**Ausgangstext:**
__________________________________________________
Von ganz oben nach ganz unten
„Urban Discipline“ (1992) holte mit seiner ausgeweiteten Kompositionskunst auch die Metal-Fans ab, das Drittwerk „State Of The World Address“ (1994) traf mit sozialkritischen Texten, ehrlicher Wut und einer frischen Herangehensweise den Nerv der Jugendlichen und verkaufte sich damals mehr als eine Million Mal - eine unvorstellbar hohe Zahl. Mit dem größten Karriereerfolg begann aber der schleichende Niedergang. Lead-Gitarrist Bobby Hambel verließ die Band schon 1995, mit dem volltätowierten und gerne verhaltensauffälligen Frontmann Evan Seinfeld wurde das gemeinsame Musizieren auch immer schwieriger. Der konzentrierte sich zuerst auf eine Schauspielkarriere in der Gefängnisserie „Oz“ und wurde dann - auch dank seiner damaligen Ehefrau Tera Patrick – zu einem gefeierten Pornostar. Mit Fortdauer wurden die Alben schwächer, die Popularität sank und die Band erodierte erstmals 2006. Die Reunion zwei Jahre später fand ohne Seinfeld statt, 2016 versandete die Band ein weiteres Mal im Nichts.
Frontmann Graziadei, stets die treibende Kraft hinter Biohazard, ließ nicht locker und gab in Interviews mit seiner All-Star-Band Powerflo (auch der „Krone“) immer wieder Andeutungen, dass eine richtige Biohazard-Wiedervereinigung möglich wäre. Ende 2022 war es dann wirklich so weit, auch mit dem gereiften und geläuterten Seinfeld ein Bord, die Festival-Shows 2023, u.a. am Nova Rock, wurden zu einem gefeierten Triumphzug für die Kultband aus den frühen 90er-Jahren. Mitverantwortlich war die grassierende Nostalgiewelle für Acts aus jener Zeit. „Wir verstehen uns heute besser denn je“, erzählt Graziadei der „Krone“ im Talk, „alle Bands und Beziehungen haben ihre schwierigen Phasen und prekären Momente. Wenn wir aber eine Stunde pro Abend auf der Bühne stehen, ist jeder Bullshit wie vergessen. Was uns als 20-Jährige wie das Ende der Welt vorkam, kostet uns heute ein müdes Lächeln.“
Wiedergewonnene Bruderschaft
Auch wenn sich Biohazard mit einem für die Hardcore-Szene üblichen Saubermann-Image gerierten, weiß der Frontmann heute genau, wo früher die Prioritäten lagen. „Frauen und Drogen – oder umgekehrt. Die Zeiten sind vorbei. Wir alle haben Familien, touren mit unseren Frauen und Kindern. Das ist ein ganz anderes Leben als früher. Wir wollen die Zeit als Freunde genießen, zusammen ins Studio und auf die Bühne gehen und Musik erschaffen. Es hat fast 30 Jahre gedauert, bis wir zu viert als klassisches Line-Up wieder zusammengekommen sind. Das kann man gut und gerne als Zeitverschwendung sehen, aber es wäre nicht anders möglich gewesen. Wir hatten 2023 vor dem Nova Rock einen kaputten Bus und waren 36 Stunden darin eingeschlossen. Wäre uns das 1995 passiert, hätten wir uns garantiert umgebracht.“ Die Rufe nach einem richtigen Comebackalbum waren laut, zumal das letzte Werk, „Reborn In Defiance“ aus 2012 nicht unbedingt die Qualitätsstandards der Klassiker erfüllte.
__________________________________________________
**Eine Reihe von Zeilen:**
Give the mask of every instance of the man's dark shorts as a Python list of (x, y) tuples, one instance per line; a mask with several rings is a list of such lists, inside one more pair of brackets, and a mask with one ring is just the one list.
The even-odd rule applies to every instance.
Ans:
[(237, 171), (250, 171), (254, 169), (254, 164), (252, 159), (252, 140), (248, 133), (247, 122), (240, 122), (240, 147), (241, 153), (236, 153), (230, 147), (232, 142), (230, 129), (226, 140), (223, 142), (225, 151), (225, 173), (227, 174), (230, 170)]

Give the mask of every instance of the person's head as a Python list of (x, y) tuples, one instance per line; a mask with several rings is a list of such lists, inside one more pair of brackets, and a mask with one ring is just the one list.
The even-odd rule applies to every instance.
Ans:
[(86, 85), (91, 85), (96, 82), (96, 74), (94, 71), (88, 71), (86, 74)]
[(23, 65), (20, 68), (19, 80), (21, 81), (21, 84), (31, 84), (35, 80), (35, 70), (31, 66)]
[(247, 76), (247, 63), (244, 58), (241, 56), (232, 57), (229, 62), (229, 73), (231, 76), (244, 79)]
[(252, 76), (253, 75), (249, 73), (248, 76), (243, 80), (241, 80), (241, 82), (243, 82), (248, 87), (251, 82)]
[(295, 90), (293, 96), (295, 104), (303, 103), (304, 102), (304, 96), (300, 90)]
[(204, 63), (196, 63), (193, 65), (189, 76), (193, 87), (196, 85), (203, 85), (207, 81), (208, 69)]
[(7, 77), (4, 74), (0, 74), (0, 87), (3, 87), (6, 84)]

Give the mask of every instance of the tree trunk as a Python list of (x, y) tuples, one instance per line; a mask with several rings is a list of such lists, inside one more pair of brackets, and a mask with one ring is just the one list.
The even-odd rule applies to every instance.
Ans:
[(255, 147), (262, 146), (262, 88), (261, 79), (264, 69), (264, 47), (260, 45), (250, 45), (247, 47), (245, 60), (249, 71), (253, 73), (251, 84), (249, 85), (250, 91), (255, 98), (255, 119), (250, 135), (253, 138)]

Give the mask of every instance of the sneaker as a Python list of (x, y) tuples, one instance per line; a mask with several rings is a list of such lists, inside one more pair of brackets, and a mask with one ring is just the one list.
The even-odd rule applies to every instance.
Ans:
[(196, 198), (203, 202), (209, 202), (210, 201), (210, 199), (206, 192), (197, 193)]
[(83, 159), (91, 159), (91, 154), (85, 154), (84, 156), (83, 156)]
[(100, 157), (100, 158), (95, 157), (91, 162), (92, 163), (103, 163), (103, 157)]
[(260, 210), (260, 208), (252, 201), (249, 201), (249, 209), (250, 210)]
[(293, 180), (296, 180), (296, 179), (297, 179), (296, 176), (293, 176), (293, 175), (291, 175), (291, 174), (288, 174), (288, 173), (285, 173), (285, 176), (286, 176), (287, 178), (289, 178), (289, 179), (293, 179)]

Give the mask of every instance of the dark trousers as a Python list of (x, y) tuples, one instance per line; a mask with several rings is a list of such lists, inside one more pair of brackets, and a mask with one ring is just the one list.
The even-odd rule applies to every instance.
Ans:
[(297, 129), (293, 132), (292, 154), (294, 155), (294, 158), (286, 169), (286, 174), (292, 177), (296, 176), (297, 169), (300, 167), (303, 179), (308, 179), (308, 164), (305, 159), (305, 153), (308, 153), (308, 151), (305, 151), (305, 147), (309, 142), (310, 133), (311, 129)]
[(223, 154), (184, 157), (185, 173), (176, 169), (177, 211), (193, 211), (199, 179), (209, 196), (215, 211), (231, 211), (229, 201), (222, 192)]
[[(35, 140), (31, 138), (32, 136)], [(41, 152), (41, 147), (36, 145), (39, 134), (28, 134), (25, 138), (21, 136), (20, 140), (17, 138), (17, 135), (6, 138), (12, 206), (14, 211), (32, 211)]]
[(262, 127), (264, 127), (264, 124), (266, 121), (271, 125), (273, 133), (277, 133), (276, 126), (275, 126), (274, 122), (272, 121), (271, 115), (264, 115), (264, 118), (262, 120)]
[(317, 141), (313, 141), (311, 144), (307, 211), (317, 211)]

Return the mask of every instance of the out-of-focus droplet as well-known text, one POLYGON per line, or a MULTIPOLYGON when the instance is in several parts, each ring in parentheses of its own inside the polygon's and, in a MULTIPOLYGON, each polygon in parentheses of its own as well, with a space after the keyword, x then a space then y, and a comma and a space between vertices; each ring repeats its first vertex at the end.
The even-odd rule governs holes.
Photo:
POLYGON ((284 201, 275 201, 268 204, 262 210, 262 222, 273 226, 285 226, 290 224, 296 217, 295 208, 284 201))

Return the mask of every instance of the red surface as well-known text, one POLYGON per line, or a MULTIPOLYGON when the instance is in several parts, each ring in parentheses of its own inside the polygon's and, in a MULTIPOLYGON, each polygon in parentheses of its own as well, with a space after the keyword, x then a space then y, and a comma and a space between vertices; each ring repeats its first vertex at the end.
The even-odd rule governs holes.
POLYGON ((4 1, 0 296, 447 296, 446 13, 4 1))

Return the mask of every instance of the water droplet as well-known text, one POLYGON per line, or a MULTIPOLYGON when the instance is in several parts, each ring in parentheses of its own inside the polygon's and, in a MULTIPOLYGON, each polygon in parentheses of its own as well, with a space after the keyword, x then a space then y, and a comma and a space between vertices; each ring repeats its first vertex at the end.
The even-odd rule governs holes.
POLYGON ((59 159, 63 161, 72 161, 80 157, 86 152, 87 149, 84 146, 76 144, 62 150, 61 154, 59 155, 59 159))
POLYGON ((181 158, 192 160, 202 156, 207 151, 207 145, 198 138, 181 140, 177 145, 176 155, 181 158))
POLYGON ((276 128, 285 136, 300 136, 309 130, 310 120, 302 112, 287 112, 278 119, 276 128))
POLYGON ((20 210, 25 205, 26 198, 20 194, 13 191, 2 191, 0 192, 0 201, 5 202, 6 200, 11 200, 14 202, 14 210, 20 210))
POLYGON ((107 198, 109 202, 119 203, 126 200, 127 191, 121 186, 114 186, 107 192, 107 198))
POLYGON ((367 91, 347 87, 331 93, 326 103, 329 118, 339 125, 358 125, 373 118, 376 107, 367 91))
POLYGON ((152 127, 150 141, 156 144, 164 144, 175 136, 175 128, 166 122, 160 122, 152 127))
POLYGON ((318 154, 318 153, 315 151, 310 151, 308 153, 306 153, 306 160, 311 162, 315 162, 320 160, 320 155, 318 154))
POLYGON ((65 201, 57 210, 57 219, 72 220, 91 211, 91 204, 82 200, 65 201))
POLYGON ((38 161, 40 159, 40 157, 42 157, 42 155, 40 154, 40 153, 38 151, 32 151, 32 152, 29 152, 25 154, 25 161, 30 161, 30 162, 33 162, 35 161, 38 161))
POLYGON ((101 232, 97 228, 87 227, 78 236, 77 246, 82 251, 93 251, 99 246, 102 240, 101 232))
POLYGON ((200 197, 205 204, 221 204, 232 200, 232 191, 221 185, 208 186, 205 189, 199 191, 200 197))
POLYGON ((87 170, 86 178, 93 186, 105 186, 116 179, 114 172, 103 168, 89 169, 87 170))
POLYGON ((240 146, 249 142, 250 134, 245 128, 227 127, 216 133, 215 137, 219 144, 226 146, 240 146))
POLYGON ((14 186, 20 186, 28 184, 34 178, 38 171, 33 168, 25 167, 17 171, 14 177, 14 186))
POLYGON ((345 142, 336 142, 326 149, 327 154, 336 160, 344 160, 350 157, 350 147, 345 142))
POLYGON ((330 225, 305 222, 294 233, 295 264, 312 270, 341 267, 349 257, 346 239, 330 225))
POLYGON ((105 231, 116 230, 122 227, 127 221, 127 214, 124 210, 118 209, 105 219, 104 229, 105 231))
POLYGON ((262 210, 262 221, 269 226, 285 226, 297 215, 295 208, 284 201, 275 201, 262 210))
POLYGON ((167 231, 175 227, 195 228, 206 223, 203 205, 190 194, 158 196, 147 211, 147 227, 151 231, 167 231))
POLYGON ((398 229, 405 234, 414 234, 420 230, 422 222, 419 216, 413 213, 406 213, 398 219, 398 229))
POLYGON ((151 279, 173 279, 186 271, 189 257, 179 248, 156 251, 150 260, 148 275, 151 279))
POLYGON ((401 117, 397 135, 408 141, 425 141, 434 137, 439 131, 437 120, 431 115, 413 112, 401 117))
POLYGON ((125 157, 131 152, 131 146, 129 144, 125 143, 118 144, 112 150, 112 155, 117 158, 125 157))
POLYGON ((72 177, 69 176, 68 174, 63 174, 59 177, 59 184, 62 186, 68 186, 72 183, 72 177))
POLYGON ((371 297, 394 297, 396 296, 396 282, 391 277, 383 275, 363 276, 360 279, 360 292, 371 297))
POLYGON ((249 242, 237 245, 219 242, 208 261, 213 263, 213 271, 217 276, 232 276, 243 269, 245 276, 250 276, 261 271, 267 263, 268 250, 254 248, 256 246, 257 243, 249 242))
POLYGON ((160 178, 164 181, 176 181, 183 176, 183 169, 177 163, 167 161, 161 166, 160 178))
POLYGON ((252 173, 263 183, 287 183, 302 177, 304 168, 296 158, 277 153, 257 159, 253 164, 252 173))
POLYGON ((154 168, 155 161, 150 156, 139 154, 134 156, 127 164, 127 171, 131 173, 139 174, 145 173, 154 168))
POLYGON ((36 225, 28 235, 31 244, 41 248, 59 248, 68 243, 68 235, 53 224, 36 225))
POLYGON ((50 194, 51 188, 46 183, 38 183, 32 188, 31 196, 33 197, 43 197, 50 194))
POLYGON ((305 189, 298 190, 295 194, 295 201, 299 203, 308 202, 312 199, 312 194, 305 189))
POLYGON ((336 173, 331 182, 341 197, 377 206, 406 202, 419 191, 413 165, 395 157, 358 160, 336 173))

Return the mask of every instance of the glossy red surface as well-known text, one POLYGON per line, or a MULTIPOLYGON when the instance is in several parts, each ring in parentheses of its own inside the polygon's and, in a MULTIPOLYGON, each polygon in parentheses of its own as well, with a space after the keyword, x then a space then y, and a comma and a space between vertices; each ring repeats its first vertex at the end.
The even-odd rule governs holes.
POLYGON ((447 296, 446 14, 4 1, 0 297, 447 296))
__________________________________________________
**Aufgaben:**
**1.** Wie lange war die Band laut dem Ausgangstext 2023 vor dem Nova Rock in einem kaputten Bus eingeschlossen?
**2.** Skaliere die Zeilen von der Zeile mit „Give the mask of every instance of the dark“ bis einschließlich der Zeile mit „POLYGON ((284 201, 275“ und gib sie samt den Anweisungen vollständig wieder. Multipliziere dabei jede Koordinate in den Antworten mit 0,55 und runde auf ganze Zahlen, wobei Hälften aufgerundet werden.
Die Zeilen stehen in keinem Zusammenhang mit dem Ausgangstext.

**Lösungen:**
**1.** 36 Stunden.

**2.**
Give the mask of every instance of the dark trousers as a Python list of (x, y) tuples, one instance per line; a mask with several rings is a list of such lists, inside one more pair of brackets, and a mask with one ring is just the one list.
The even-odd rule applies to every instance.
Ans:
[(163, 71), (161, 73), (161, 85), (162, 85), (162, 87), (157, 93), (157, 96), (161, 97), (163, 97), (163, 93), (165, 92), (167, 98), (169, 98), (169, 90), (168, 87), (168, 84), (169, 84), (169, 83), (168, 83), (168, 81), (170, 78), (171, 73), (171, 71)]
[(123, 85), (101, 86), (102, 95), (97, 93), (97, 116), (106, 116), (109, 98), (115, 108), (118, 116), (127, 116), (126, 111), (122, 106)]
[[(19, 77), (17, 76), (18, 75)], [(23, 84), (23, 81), (20, 80), (21, 74), (15, 74), (14, 76), (12, 75), (11, 77), (9, 76), (9, 74), (3, 76), (7, 113), (8, 116), (18, 116)]]
[(144, 70), (145, 70), (145, 68), (146, 67), (149, 69), (150, 73), (152, 73), (152, 69), (151, 69), (151, 67), (150, 67), (149, 63), (145, 63), (145, 65), (144, 66)]
[(174, 78), (172, 78), (171, 79), (169, 116), (174, 116)]

Return the mask of every instance of the out-of-focus droplet as well-known text, one POLYGON per line, or a MULTIPOLYGON when the instance is in several parts, each ring in parentheses of its own inside the polygon's and, in a MULTIPOLYGON, each polygon in parentheses of its own as well, with a space after the keyword, x then a space then y, and a comma and a space between vertices; each ring repeats its first vertex at the end.
The even-odd rule governs holes.
Photo:
POLYGON ((156 111, 151 111, 147 112, 144 116, 144 122, 150 124, 157 124, 160 123, 163 119, 162 114, 156 111))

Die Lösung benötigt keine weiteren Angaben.